Written instruction: Select every line in the listing below that contains the word "noun" and copy those lines. Case counts.
— START OF Record excerpts —
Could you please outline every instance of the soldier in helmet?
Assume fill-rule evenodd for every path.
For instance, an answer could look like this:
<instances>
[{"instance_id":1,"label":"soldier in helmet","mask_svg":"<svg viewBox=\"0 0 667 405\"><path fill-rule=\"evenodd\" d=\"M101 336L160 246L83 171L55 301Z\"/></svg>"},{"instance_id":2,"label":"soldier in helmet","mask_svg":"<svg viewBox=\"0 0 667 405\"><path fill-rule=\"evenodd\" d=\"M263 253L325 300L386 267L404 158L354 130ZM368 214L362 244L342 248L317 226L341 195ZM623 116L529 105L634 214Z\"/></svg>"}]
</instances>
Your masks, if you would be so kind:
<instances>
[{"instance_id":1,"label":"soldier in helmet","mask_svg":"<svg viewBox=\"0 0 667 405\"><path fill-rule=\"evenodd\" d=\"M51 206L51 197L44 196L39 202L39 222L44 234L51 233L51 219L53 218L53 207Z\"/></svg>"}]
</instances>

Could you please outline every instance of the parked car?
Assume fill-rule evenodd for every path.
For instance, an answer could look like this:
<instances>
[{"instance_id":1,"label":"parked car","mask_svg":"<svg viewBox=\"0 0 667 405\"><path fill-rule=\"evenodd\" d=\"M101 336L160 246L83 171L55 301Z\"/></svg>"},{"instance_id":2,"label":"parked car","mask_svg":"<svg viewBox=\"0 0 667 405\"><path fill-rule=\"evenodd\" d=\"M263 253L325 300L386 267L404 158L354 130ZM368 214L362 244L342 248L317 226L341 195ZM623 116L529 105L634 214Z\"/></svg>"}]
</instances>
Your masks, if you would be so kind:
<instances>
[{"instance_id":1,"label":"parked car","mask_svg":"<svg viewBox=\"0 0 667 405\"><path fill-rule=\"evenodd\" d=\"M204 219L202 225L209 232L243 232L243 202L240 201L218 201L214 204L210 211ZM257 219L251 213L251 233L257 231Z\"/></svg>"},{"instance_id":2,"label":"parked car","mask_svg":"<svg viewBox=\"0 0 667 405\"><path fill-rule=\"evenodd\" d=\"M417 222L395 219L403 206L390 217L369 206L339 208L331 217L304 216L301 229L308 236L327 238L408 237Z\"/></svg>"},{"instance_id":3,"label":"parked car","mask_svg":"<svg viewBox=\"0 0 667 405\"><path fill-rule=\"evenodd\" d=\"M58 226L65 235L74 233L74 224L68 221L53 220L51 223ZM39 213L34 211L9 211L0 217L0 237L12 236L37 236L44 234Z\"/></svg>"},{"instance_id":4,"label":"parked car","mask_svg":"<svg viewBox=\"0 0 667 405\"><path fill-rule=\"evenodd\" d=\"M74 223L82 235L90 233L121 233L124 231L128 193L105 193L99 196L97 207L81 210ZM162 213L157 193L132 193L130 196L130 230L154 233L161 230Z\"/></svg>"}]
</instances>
— END OF Record excerpts —
— START OF Record excerpts —
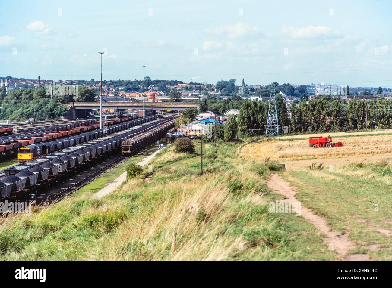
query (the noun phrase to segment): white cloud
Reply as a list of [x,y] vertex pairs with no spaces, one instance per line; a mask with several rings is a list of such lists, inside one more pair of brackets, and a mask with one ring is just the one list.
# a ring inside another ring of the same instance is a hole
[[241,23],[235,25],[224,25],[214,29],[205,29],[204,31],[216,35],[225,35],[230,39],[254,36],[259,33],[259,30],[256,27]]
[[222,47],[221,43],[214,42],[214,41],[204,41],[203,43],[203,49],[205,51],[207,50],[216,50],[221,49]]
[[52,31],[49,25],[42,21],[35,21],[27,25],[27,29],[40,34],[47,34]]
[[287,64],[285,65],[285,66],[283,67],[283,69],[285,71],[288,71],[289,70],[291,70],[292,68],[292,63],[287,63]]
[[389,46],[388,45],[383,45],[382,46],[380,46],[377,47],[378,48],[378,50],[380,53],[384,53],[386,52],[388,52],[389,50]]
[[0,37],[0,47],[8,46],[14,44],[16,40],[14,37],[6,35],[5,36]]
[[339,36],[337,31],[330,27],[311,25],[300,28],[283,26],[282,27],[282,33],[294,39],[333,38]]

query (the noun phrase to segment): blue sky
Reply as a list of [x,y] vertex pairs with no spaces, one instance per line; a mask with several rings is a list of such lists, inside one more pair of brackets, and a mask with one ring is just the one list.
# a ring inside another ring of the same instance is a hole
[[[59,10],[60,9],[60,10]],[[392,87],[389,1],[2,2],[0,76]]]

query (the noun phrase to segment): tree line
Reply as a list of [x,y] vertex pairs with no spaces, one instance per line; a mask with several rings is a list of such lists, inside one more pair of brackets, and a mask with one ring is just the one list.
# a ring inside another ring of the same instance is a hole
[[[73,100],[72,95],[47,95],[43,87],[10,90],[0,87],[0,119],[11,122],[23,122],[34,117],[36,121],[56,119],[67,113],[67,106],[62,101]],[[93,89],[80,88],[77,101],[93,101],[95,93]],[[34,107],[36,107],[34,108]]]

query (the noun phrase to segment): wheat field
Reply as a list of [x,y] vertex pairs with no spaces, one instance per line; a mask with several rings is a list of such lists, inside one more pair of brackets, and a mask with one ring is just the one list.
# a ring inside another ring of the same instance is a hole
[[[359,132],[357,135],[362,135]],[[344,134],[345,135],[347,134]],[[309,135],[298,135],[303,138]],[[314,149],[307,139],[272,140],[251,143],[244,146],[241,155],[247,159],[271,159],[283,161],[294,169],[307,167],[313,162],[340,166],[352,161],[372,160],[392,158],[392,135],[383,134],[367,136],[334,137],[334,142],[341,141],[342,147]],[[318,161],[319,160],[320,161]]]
— END OF Record excerpts —
Exercise output:
query (the noun phrase to segment): white cloud
query (the noun phrase to segment): blue sky
query (the noun phrase to segment): tree line
query (the noun phrase to segment): wheat field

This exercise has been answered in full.